The three Salesforce architecture archetypes

Salesforce architecture materials describe three deployment patterns. Native Apps run entirely on the Salesforce platform: every UI screen is a Lightning component or Visualforce page, every data store is a Salesforce object, every business logic block is Apex or Flow. Web Apps run entirely outside Salesforce: the UI is on a separate domain, the data store is a separate database, and Salesforce is just an API source. Composite Apps mix the two. Most enterprise deployments are Composite Apps even if no one calls them that.

Canvas Apps and how they embed external UI

Canvas is the original Salesforce framework for embedding external web apps inside a Salesforce page. The external app runs on its own server, but Salesforce wraps it with a signed request that includes the current user identity, the org context, and an OAuth token. From the user perspective, the external app looks like just another panel on the Salesforce page. Canvas is older than Lightning Out and is still common in legacy Composite Apps.

__Problem statement__:
Please pick up the Salesforce architecture passage after its last sentence and continue it. The items have no connection to the Salesforce architecture passage.

__Supplied material__:
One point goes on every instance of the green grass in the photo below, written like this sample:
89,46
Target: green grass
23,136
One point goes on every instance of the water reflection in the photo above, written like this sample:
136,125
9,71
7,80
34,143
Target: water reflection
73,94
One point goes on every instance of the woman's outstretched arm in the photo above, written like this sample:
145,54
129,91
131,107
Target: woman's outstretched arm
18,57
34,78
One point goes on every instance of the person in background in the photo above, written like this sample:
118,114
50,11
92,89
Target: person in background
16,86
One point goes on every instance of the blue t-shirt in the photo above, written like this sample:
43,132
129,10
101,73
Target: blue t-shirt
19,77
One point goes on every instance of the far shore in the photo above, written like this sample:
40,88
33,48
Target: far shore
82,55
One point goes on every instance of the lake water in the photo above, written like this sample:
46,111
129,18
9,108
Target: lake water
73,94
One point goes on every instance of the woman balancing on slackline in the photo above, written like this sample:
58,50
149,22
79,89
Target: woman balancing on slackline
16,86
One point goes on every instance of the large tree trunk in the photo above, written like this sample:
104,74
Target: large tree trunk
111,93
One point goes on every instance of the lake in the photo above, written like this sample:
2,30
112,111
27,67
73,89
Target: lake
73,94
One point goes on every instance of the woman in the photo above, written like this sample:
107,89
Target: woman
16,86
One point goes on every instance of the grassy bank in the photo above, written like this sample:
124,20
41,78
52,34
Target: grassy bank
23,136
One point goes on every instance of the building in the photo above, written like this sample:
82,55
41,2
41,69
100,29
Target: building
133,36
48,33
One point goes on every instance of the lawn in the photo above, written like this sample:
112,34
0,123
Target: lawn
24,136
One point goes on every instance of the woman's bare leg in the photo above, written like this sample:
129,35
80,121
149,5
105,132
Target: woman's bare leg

__Result of the task__:
External Services and the API-driven integration path

External Services lets a Salesforce admin import an OpenAPI specification, generate a set of Apex-callable actions, and invoke external microservices from Flow without writing Apex. In a Composite App, External Services is often what connects a native Salesforce screen to an external billing service or AI inference endpoint. The result is a single Flow that touches both worlds.

Lightning Out and the reverse-embed pattern

Lightning Out is the inverse of Canvas: it lets you embed Lightning Web Components or Aura components inside an external web app. A Composite App built around an external portal can use Lightning Out to render Salesforce-native UI inside the external page, so the user sees the same components whether they are on the Salesforce site or on the partner portal.

Heroku and the long-running process pattern

For Composite Apps with heavy compute or long-running workflows like large file processing, ML training, or third-party webhook receivers, Heroku is often the external execution layer. Heroku Connect mirrors Salesforce objects into a Postgres database, the Heroku app reads and writes Postgres, and changes sync back. The user sees a Salesforce screen, but the work happens off-platform on infrastructure that does not count against Salesforce CPU or heap limits.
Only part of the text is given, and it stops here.